_Exercise instructions:_
Nothing but the records, transcribed exactly, should appear in the answer; leave the pictures out.

_Saved entries:_
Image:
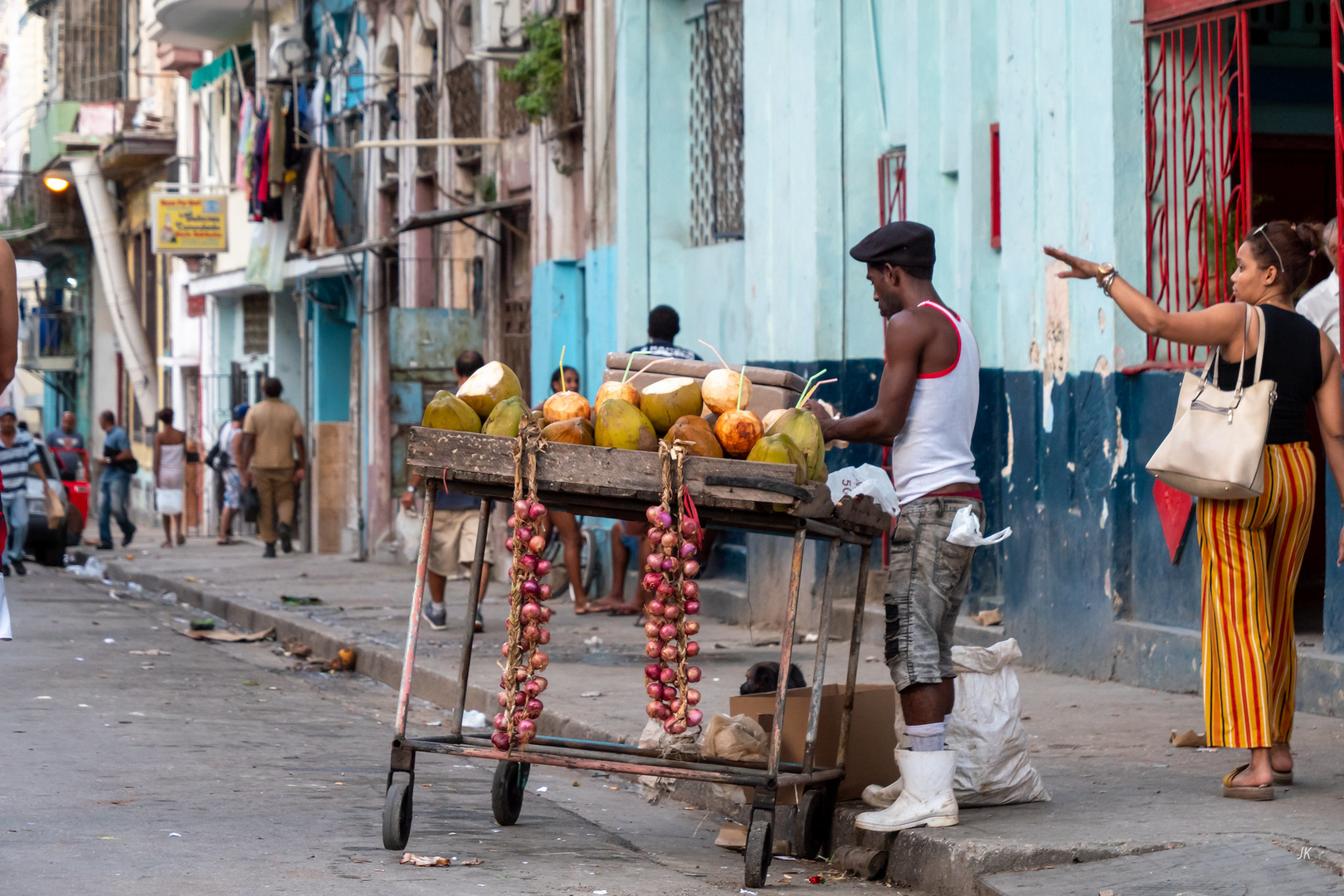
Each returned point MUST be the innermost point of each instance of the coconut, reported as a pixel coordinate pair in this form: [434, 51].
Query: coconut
[615, 388]
[780, 449]
[624, 426]
[721, 390]
[565, 406]
[698, 433]
[667, 401]
[802, 427]
[449, 412]
[489, 386]
[572, 431]
[507, 418]
[738, 431]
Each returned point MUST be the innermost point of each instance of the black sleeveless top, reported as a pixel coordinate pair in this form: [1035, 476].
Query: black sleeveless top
[1293, 362]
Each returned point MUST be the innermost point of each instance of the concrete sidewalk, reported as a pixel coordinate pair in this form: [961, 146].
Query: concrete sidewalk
[1103, 748]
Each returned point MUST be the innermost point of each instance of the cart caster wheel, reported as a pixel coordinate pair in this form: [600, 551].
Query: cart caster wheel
[397, 815]
[812, 825]
[760, 850]
[507, 790]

_Task response:_
Image:
Each returned point MUST be the innermost point of each instance of the coconut, reported as a pixel coordinate pair in this form: [434, 51].
Query: coconut
[615, 388]
[780, 449]
[624, 426]
[721, 390]
[565, 406]
[698, 433]
[667, 401]
[802, 427]
[449, 412]
[489, 386]
[572, 431]
[507, 418]
[738, 431]
Each returned point MUST be the innermost point of each instance of the black sleeveless top, reported as a pixel coordinate pair in this form: [1035, 476].
Query: black sleeveless top
[1293, 362]
Each returned point MUST be the innermost point of each instance of the concrete sidewalk, reported as a pixel coordinate pair in this form: [961, 146].
Query: concrete sidewalk
[1103, 748]
Each returned point MUST be the innermost point of each instance of the cart caster wheel, reported as a pixel coordinate pair in this form: [600, 551].
Query: cart caster wheel
[397, 815]
[812, 825]
[760, 850]
[507, 790]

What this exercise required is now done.